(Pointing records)
_ _ _ _

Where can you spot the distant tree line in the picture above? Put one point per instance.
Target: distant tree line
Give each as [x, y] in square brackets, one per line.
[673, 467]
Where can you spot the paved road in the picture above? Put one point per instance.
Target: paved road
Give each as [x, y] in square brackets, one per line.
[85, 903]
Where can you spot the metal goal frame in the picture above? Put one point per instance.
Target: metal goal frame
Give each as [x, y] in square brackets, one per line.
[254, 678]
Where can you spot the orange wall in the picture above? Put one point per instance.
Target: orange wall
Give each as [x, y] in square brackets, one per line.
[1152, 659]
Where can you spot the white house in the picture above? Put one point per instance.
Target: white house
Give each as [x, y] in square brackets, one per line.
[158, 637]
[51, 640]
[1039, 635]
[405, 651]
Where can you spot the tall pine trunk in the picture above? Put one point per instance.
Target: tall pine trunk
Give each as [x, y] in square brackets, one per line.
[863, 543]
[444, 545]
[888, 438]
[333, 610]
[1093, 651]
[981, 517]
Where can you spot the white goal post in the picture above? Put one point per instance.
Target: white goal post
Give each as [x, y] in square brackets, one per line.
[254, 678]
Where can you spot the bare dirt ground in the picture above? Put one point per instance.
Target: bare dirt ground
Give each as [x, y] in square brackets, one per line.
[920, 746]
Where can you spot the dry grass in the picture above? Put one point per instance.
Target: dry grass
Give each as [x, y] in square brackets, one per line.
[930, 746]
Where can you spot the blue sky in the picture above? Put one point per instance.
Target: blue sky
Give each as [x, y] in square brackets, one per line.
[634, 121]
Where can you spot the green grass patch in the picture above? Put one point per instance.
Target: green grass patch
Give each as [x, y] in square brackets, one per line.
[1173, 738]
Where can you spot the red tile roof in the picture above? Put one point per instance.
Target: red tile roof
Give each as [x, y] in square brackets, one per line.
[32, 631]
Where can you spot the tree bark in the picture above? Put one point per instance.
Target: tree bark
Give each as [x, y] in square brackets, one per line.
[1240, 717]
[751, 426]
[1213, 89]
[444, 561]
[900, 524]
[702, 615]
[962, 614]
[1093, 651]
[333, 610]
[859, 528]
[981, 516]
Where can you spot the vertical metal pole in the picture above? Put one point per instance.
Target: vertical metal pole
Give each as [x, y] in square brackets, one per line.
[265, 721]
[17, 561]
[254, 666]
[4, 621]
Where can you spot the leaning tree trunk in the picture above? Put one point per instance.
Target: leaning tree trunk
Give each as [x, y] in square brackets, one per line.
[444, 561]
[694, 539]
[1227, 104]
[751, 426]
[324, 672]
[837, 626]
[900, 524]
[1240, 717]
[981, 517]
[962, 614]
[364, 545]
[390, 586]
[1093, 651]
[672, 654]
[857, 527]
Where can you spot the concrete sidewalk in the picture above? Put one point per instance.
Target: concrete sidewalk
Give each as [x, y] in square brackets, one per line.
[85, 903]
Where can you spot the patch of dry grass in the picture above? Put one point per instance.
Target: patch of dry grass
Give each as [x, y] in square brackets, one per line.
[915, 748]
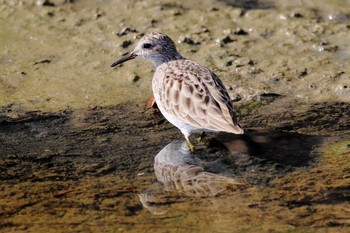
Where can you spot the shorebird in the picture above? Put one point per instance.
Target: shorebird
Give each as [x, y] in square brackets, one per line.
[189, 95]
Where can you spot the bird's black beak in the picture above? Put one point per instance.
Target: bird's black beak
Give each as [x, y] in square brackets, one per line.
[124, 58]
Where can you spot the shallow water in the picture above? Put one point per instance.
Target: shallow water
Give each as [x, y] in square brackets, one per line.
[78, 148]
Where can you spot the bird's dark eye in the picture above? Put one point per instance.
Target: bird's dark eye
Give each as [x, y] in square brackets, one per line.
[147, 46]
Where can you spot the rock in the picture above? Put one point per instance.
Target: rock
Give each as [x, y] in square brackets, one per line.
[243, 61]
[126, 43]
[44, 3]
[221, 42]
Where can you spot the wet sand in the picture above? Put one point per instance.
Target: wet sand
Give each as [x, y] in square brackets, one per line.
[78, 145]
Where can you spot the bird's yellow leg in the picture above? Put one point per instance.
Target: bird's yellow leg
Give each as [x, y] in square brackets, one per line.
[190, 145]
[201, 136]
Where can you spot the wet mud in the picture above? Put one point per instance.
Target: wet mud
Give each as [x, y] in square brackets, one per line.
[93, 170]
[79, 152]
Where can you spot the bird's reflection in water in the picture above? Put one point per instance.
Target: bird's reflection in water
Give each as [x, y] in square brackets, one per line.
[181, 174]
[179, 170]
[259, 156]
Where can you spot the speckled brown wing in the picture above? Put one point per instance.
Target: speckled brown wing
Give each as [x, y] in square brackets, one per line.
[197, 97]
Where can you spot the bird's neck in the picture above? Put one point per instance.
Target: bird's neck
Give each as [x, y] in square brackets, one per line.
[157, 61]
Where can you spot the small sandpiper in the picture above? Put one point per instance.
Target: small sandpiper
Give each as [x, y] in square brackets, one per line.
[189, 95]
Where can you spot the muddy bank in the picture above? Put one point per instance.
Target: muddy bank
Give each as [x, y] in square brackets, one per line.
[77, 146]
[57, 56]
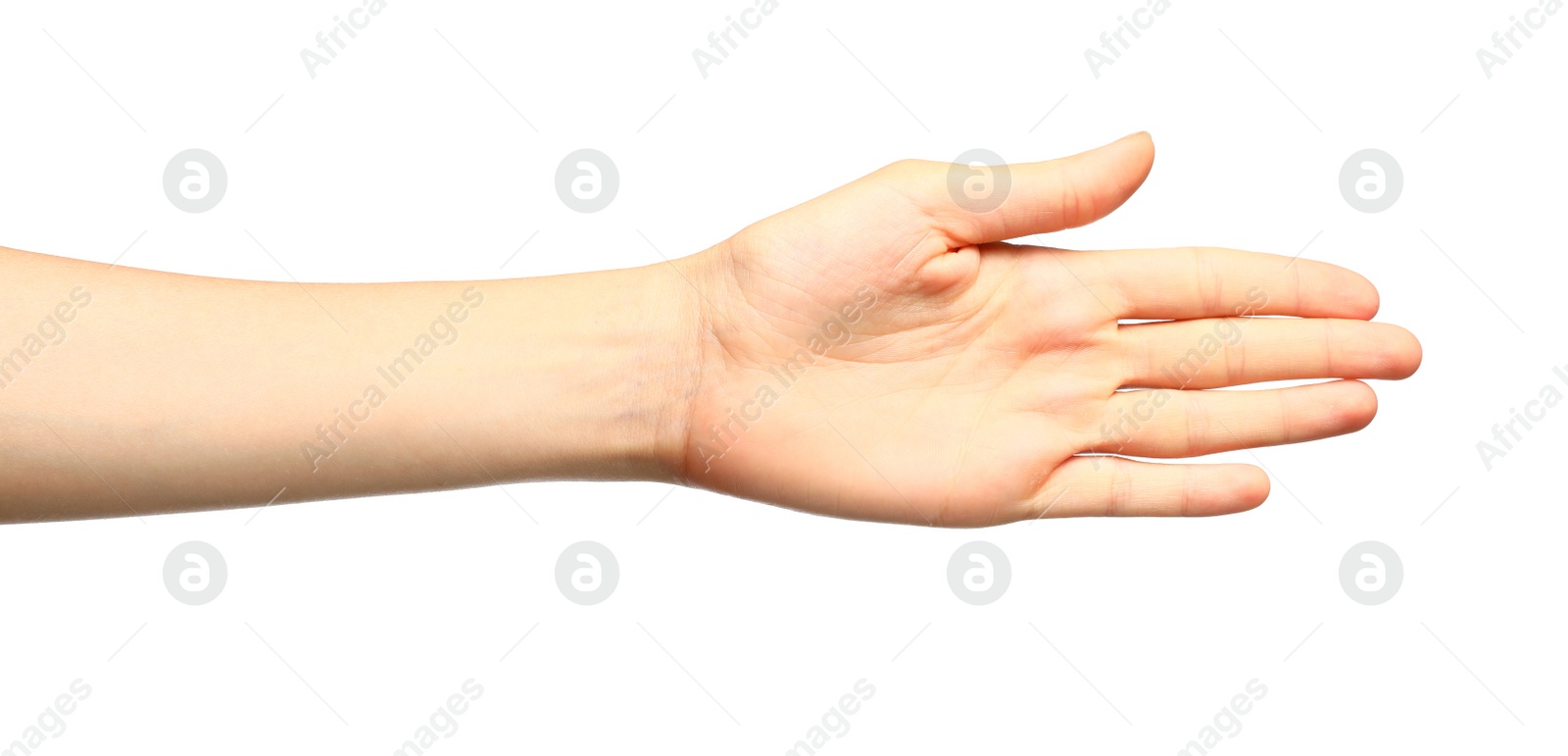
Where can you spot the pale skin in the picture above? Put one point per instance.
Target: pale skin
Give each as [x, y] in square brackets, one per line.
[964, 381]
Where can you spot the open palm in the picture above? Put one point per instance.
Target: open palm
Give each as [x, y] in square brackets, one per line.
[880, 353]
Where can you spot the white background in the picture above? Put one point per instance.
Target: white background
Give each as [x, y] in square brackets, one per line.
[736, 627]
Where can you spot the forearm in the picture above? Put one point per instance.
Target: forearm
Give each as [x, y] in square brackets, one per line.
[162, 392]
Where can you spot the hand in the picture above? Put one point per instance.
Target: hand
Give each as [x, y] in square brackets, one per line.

_ _ _ _

## Exercise task:
Please copy everything from the line containing "Where can you spot the forearm" down to the end of the lines, replacing "forearm" with "lower arm" and changing nothing else.

## Answer below:
Where can you spot the lower arm in the picture above? Put one point per instance.
Target: lower arm
Give each as [x, y] in square brackets, one per line.
[162, 392]
Where can you spot the hand in the picture above? Put one point per instance.
Target: hand
Give each as [x, y] in square brackets, one per line.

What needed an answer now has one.